==== Document excerpt
Feeding the waterfowl at the Duck Pond in San Lorenzo or taking the kids to ride the ponies at Kennedy Park in Hayward could become memories of a bygone era as the Hayward Area Recreation and Park District scrutinizes operations in beloved but well-worn parks.
"Many of our facilities are older," said John Gouveia, general manager of HARD, which maintains more than 100 facilities in Hayward, Castro Valley, San Lorenzo and San Leandro -- parks, community and senior centers, golf courses, an arts center and sports fields. Some are more than 50 years old, with Kennedy Park dating back at least to the 1940s.
On Monday, the HARD board will begin to look at whether to make changes at the Duck Pond, or whether to fill it in altogether. Architects from RRM Design Group have been working with the district for several months on a master plan for the park's future.
And the board at its Aug. 27 meeting hired the same architects to draw up a master plan for Kennedy Park, where the cost of maintaining the pony ride has been exceeding revenue for some time. The district also will scrutinize other Kennedy amenities, including a petting zoo, carousel, train ride and snack bar.
San Lorenzo Community Park, a 31-acre flat park near the shoreline, has playing fields, a dog park, picnic areas and a community building. But the approximately 50-year-old park is so closely associated with its three-acre
The pond attracts a lot of geese and ducks and occasional migratory waterfowl. "That park has far more ducks and geese than the pond can really support," said Larry Lepore, parks supervisor.
The result: Bird droppings quickly cover the park's grounds, including its soccer fields. HARD workers struggle to keep sidewalks clean, especially the one surrounding the pond, Lepore said. "It's a mess. We have to wash it daily to every other day," he said.
========
• Task instructions:
[a] Summarize the article on the Hayward-area parks in two sentences.
[b] Carry on the article on the Hayward-area parks from its final sentence.
==== Listed records
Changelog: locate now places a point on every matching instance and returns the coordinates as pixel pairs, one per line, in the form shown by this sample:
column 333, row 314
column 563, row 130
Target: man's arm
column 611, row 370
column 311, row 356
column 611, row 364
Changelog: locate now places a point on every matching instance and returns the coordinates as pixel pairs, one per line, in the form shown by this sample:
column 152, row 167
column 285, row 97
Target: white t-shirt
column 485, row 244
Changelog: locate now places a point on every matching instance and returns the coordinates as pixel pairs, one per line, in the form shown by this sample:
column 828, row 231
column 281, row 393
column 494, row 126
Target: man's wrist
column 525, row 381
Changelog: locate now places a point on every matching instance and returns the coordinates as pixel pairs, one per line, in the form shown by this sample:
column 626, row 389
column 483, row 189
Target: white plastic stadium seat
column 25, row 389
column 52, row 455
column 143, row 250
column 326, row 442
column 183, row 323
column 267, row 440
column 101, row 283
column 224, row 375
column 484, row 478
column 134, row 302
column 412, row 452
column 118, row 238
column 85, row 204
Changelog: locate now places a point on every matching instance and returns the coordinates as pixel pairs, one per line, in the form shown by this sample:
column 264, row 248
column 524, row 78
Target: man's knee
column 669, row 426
========
• Outputs in order:
[a] The Hayward Area Recreation and Park District, which maintains more than 100 facilities, some over 50 years old, is reviewing operations at aging parks, with its board set to consider changes to the Duck Pond in San Lorenzo or filling it in altogether. The board has also hired RRM Design Group to draw up a master plan for Kennedy Park, where the pony ride's maintenance costs have exceeded its revenue, while the Duck Pond draws more ducks and geese than it can support, leaving droppings that workers must wash away daily or every other day.

[b]
Kennedy Park on Hesperian Boulevard is the district's most popular park. "Kennedy Park is one of our main destination parks. And it's our only park that has concessions," Lepore said. The 13.3-acre park is filled almost every summer weekend with large groups picnicking and youngsters riding the rides.
The pony ride, which has been a mainstay since at least the '40s, was shut down last year, and the district had not added ponies for quite some time. "We didn't want to make an investment in purchasing new ponies until we completed the master plan," said Karl Zabel, HARD operations and development supervisor.
Two of the three ponies still at the park were deemed too frail to work, Zabel said. "The ponies are probably over 25 years old," he said.
The three ponies, Poncho, Marty and Terry, remain at Kennedy, tended by a caretaker and spending their time in a corral and adjoining barn, with the district paying about $25,000 annually for their upkeep. HARD has been trying to find a new home for the animals, and a couple of people have expressed interest, Zabel said. "It's a challenge trying to find someone who wants to take on older ponies."
District officials and RRM architects have held two meetings with San Lorenzo residents about the Duck Pond. Scenarios being considered include reducing the size of the pond or filling it in. That has some in San Lorenzo upset, including longtime resident Louis Orselli.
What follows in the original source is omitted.